Render every line of the rows below as a numbered list, skipping blank lines and omitting the pictures.

>> Start Input data

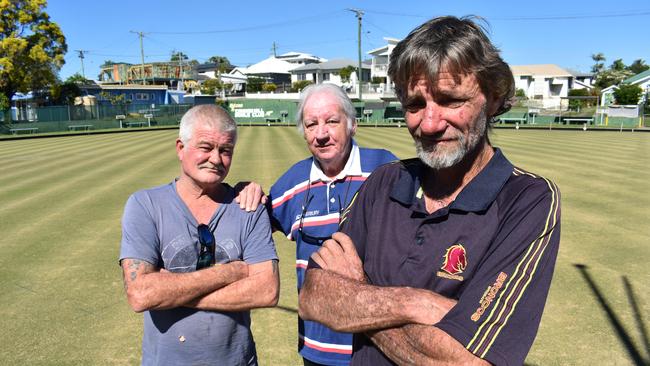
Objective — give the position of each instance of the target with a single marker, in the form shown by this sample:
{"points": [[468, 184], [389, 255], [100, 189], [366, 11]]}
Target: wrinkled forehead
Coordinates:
{"points": [[443, 83], [322, 103], [213, 131]]}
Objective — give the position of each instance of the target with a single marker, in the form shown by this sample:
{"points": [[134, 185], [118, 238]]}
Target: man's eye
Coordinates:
{"points": [[452, 103], [414, 106]]}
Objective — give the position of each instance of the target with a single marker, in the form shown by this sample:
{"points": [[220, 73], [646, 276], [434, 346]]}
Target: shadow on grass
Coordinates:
{"points": [[633, 352], [287, 309]]}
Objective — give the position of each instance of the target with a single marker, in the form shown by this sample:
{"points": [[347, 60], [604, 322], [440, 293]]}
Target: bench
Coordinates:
{"points": [[512, 119], [79, 127], [578, 120], [398, 120], [30, 130]]}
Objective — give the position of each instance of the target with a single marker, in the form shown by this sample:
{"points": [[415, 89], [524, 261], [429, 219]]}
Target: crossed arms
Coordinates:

>> End Input data

▶ The completed task
1. Objective — give the position of each instance of the target with a single marker, in the form shown by this sample:
2. {"points": [[468, 184], [389, 255], [100, 189], [366, 11]]}
3. Target: wrinkled forehead
4. Coordinates:
5. {"points": [[443, 83], [322, 103], [213, 131]]}
6. Objective — give the position of each instance of the target with a single marker, in the form shown by this sample:
7. {"points": [[134, 185], [118, 238]]}
8. Target: man's eye
9. Coordinates:
10. {"points": [[452, 103], [414, 106]]}
11. Objective — give the position of each instance of the target with a single marker, in the form shown by this sample:
12. {"points": [[220, 73], [646, 276], [434, 346]]}
13. Target: shadow on grass
14. Coordinates:
15. {"points": [[633, 352], [287, 309]]}
16. Objective — give the position of each instance of the target with a single marker, in the form shown by this sample:
17. {"points": [[347, 60], [604, 322], [440, 293]]}
18. Target: bench
19. Coordinates:
20. {"points": [[512, 119], [79, 127], [578, 120], [398, 120], [30, 130]]}
21. Objective — give the position of each instance of the target with a single marker, in the form shown by this sample:
22. {"points": [[415, 89], [524, 261], [429, 219]]}
23. Target: crossed arms
24. Coordinates:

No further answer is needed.